━━━ Data for review
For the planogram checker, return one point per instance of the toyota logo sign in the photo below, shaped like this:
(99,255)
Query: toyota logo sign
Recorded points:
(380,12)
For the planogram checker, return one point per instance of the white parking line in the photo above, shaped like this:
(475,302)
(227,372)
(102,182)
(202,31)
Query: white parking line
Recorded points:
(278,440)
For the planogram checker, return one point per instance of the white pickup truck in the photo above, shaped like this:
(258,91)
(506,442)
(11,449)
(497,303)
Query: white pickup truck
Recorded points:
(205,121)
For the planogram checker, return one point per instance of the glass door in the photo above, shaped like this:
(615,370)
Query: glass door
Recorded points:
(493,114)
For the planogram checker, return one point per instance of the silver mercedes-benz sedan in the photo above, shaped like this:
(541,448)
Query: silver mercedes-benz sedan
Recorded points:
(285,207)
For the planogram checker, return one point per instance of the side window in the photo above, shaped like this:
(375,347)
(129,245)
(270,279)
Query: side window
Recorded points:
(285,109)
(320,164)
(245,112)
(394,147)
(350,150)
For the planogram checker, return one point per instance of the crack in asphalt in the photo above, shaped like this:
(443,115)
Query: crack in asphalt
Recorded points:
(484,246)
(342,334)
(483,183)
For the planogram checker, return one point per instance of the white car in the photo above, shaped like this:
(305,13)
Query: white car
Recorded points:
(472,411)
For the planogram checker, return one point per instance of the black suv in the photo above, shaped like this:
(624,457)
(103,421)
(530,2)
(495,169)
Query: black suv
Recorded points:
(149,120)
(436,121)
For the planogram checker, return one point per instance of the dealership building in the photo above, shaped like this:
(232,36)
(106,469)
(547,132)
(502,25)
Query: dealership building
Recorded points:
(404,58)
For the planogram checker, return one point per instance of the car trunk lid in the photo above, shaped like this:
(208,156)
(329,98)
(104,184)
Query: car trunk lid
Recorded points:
━━━━━━
■ **Work required**
Scan the entries above for the word "parking", then copy every line in which it occurs.

■ **Solution to this task**
For the planogram checker, return one point per instance of the white parking line in the photo above, shaped like this:
Query: white parking line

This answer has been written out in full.